=== GIVEN DATA ===

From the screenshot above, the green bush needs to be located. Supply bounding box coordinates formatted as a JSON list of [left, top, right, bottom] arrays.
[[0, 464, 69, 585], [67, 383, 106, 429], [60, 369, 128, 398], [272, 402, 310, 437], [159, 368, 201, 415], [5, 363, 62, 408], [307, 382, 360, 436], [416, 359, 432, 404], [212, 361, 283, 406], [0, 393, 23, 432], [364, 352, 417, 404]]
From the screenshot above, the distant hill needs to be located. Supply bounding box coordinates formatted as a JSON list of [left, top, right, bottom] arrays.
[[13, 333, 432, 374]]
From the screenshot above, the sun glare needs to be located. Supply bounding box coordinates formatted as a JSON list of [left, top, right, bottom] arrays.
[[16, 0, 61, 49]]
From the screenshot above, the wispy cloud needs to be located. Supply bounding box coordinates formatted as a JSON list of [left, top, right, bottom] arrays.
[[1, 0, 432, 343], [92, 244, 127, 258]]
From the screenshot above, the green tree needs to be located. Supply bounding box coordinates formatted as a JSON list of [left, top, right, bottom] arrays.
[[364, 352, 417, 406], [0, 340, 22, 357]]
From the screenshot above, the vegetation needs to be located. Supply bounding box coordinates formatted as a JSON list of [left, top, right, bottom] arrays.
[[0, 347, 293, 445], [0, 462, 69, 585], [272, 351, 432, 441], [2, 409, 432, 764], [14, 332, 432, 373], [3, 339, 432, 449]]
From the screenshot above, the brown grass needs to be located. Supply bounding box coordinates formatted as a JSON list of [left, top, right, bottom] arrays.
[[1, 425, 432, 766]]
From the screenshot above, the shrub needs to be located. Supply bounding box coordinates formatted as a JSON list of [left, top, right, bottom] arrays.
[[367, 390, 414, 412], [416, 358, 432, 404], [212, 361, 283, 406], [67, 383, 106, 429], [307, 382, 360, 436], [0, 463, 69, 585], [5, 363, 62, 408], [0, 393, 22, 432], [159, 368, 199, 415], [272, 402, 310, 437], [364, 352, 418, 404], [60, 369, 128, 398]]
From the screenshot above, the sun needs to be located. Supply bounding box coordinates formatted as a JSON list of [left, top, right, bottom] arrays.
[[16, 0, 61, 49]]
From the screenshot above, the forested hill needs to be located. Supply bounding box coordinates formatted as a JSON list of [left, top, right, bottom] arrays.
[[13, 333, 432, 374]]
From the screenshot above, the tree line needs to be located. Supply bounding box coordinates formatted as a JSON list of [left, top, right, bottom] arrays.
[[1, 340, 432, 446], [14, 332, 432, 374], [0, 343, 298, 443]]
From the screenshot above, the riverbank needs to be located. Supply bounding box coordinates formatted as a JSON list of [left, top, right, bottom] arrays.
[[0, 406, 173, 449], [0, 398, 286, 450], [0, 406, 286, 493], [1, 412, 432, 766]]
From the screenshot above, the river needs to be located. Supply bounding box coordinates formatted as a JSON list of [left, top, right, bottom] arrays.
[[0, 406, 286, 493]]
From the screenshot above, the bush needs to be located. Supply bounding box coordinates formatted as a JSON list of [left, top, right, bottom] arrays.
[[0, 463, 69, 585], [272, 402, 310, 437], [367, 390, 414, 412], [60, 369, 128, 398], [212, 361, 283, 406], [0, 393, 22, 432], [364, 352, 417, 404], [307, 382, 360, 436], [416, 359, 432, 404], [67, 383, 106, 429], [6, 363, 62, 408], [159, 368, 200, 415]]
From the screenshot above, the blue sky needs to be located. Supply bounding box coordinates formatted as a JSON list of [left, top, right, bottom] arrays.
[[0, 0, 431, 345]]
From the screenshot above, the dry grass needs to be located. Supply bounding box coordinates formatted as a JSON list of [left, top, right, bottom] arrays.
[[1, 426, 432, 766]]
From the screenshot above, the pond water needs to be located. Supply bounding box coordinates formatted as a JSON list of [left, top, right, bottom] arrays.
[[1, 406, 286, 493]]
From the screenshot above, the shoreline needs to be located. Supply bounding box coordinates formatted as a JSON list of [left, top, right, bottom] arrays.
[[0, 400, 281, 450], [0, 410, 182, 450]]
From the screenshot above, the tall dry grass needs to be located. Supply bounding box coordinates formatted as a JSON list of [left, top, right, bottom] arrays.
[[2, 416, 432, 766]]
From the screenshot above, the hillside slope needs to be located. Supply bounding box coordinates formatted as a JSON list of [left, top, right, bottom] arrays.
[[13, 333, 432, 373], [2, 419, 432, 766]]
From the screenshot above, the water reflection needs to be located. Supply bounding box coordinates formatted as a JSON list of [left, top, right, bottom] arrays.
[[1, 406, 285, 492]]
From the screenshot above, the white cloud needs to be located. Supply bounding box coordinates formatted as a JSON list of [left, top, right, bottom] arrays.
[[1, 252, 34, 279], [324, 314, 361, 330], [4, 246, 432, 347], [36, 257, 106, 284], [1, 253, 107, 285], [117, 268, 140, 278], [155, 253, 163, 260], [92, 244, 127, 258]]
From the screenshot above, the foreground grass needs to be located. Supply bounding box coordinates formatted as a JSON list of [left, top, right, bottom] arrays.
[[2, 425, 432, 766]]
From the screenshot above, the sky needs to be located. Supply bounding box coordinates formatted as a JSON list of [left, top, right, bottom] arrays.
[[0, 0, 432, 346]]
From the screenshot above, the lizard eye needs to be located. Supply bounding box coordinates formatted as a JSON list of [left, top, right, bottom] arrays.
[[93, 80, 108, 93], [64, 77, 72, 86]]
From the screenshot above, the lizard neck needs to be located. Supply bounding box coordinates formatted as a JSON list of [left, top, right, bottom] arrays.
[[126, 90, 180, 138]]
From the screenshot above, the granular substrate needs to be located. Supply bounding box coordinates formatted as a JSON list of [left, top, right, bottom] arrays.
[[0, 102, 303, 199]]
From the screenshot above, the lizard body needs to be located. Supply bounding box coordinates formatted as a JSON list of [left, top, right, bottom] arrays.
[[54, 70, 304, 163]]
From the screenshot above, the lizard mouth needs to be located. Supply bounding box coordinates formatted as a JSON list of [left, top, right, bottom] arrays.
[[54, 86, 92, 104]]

===

> _WHAT IS NEEDED_
Each line must be given again exactly as written above.

> _SOLVED EXERCISE_
From the screenshot above, the green bush needs to be located. Supply bounding box coordinates formatted as a JSON list of [left, top, right, bottom] arrays.
[[0, 464, 69, 585], [67, 383, 106, 429], [60, 369, 128, 398], [272, 402, 310, 437], [159, 368, 201, 415], [5, 363, 62, 408], [307, 382, 360, 436], [416, 359, 432, 404], [212, 361, 283, 406], [0, 393, 23, 432], [364, 352, 417, 404]]
From the screenshot above, the distant hill needs to be located. Supply bounding box coordinates formatted as a JSON list of [left, top, right, bottom] arrays.
[[13, 333, 432, 374]]
From the screenshot above, the sun glare needs to be located. Supply bounding box coordinates formatted as a JSON list of [left, top, right, bottom] arrays.
[[16, 0, 61, 49]]
From the screenshot above, the wispy cloud needs to be located. Supply bounding box coordinates formatted as a JSON list of [left, top, right, bottom] arrays.
[[1, 0, 432, 343], [92, 244, 127, 258]]
From the screenshot above, the green tree needs to be located. Supply bounding box coordinates formatted as a JSON list of [left, top, right, bottom] arrays.
[[364, 352, 417, 406], [0, 340, 22, 357]]
From the screenshot above, the vegetation needs to be located. Supply bounding box coordinates formatted as a JSON list of [left, top, right, bottom] arrays.
[[0, 347, 293, 445], [0, 462, 69, 585], [272, 351, 432, 441], [2, 409, 432, 764], [14, 332, 432, 373], [3, 339, 432, 449]]
From the screenshot above, the brown grass needs to be located. Supply bounding box coordinates formatted as a JSON list of [left, top, right, bottom] arrays.
[[1, 425, 432, 766]]
From the screenshot above, the shrub needs to be located. Supply bounding box coordinates formatted as a JSON list of [left, top, right, bottom] arrays.
[[367, 390, 414, 412], [416, 358, 432, 404], [212, 361, 283, 406], [67, 383, 106, 429], [307, 382, 360, 436], [0, 463, 69, 585], [5, 363, 62, 408], [0, 393, 22, 432], [159, 368, 199, 415], [272, 402, 310, 437], [364, 352, 418, 404], [60, 369, 128, 398]]
From the screenshot above, the sun needs to be located. Supply bounding box coordinates formatted as a JSON list of [left, top, right, bottom] arrays.
[[16, 0, 61, 49]]
From the screenshot above, the forested hill needs to be located. Supply bounding box coordinates formatted as a JSON list of [left, top, right, bottom] arrays.
[[13, 333, 432, 374]]
From the screenshot above, the tree line needs to be located. Supply bounding box coordinates formatted as a JSON list of [left, top, right, bottom] arrays.
[[1, 340, 432, 446], [14, 332, 432, 374], [0, 343, 298, 443]]
From the screenshot above, the riverbank needs to be located. Supply bounding box coordinates formatted as a JSON list of [left, top, right, bottom] arrays.
[[0, 406, 173, 449], [0, 398, 286, 450], [0, 406, 286, 493], [1, 412, 432, 766]]
From the screenshot above, the river needs to be located. Supply bounding box coordinates formatted as a JSON list of [left, top, right, bottom] arrays.
[[0, 406, 286, 493]]
From the screenshot above, the bush needs to be located. Supply bounding box coordinates formatted as a JSON list of [left, top, right, bottom] arrays.
[[0, 463, 69, 585], [272, 402, 310, 437], [367, 390, 414, 412], [60, 369, 128, 398], [212, 361, 283, 406], [0, 393, 22, 432], [364, 352, 417, 404], [307, 382, 360, 436], [416, 359, 432, 404], [67, 383, 106, 429], [6, 363, 62, 408], [159, 368, 200, 415]]
From the screenshot above, the blue sky needs to be located. Supply bounding box coordinates formatted as a JSON list of [left, top, right, bottom] arrays.
[[0, 0, 431, 345]]
From the screenshot above, the dry grass needs to be located. Supply bounding box coordinates formatted as a JSON list of [left, top, right, bottom] arrays.
[[1, 426, 432, 766]]
From the screenshot above, the pond water needs to be located. Supply bounding box coordinates formatted as a JSON list of [left, top, right, bottom] arrays.
[[1, 406, 286, 493]]
From the screenshot above, the shoreline needs to be located. Supply bounding box coordinates formatted as a JSON list of [left, top, right, bottom] arrays.
[[0, 400, 281, 450], [0, 410, 182, 450]]
From the screenshot above, the tall dry grass needs to be located. Supply bounding box coordinates formatted as a JSON list of [left, top, right, bottom] arrays.
[[2, 416, 432, 766]]
From the screenshot above, the hillside slope needs to be located. Supply bounding box coordinates formatted as a JSON list of [left, top, right, bottom] arrays.
[[13, 333, 432, 373], [2, 419, 432, 766]]
From the screenshot above, the water reflection needs to be located. Supply bounding box coordinates formatted as a JSON list of [left, top, right, bottom] arrays.
[[1, 406, 285, 492]]
From the screenshot above, the white cloud needs to be located. Supply bounding box coordinates formatted as a JSON list of [left, top, right, bottom] arrays.
[[1, 252, 34, 279], [324, 314, 361, 330], [4, 246, 432, 347], [36, 257, 106, 284], [1, 253, 107, 285], [117, 268, 140, 278], [155, 253, 163, 260], [92, 244, 127, 258]]
From the screenshot above, the foreground grass needs to be located. Supply bounding box coordinates formatted as a JSON list of [left, top, right, bottom] arrays.
[[2, 425, 432, 766]]
From the screenshot above, the sky needs to be located. Supply bounding box coordinates formatted as a JSON list of [left, top, right, bottom] arrays.
[[0, 0, 432, 346]]
From the screenshot above, the lizard eye needs to be located. Supply bounding box coordinates formatted as a JSON list of [left, top, right, bottom] arrays.
[[93, 80, 108, 93], [64, 77, 72, 86]]
From the screenshot above, the lizard neck needs to be located. Supply bounding box coordinates formatted as a JSON list of [left, top, right, bottom] arrays.
[[126, 90, 180, 138]]
From the screenshot above, the granular substrate needs to be located. Supply bounding box coordinates formatted as a JSON list of [left, top, right, bottom] arrays.
[[0, 102, 303, 199]]
From the screenshot above, the lizard body needs to be located. Supply bounding box coordinates formatted as a JSON list of [left, top, right, bottom] arrays.
[[54, 70, 304, 163]]
From the screenshot above, the lizard mouth needs to be located. Supply bounding box coordinates formatted as a JSON list of [left, top, right, bottom] arrays.
[[54, 86, 92, 104]]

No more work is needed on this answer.